[Written task]: Pull out each line in the entries below that contains the word "tower" and copy it unchanged.

Excerpts from a point labeling dataset:
□ □ □

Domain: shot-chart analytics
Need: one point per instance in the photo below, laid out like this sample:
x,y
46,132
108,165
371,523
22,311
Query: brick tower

□ □ □

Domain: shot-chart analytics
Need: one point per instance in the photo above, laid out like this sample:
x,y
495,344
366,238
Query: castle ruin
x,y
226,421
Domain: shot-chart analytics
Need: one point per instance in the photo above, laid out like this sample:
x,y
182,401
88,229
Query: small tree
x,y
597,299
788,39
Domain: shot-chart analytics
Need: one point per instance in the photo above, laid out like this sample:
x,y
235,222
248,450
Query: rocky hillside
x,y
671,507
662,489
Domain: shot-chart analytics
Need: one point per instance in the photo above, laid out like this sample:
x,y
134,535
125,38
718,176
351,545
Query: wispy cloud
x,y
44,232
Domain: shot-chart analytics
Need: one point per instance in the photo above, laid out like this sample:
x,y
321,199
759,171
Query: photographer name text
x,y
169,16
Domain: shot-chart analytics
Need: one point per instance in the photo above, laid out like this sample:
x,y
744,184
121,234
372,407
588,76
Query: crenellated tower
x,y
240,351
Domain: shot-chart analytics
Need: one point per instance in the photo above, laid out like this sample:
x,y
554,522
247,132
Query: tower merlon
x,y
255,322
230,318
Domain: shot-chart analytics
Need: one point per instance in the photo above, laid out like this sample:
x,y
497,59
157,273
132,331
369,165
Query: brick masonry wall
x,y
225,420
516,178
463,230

□ □ □

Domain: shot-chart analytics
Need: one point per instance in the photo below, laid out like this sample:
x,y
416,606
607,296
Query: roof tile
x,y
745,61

□ □ □

[Finished task]:
Query: brick tower
Query: crenellated tower
Query: tower merlon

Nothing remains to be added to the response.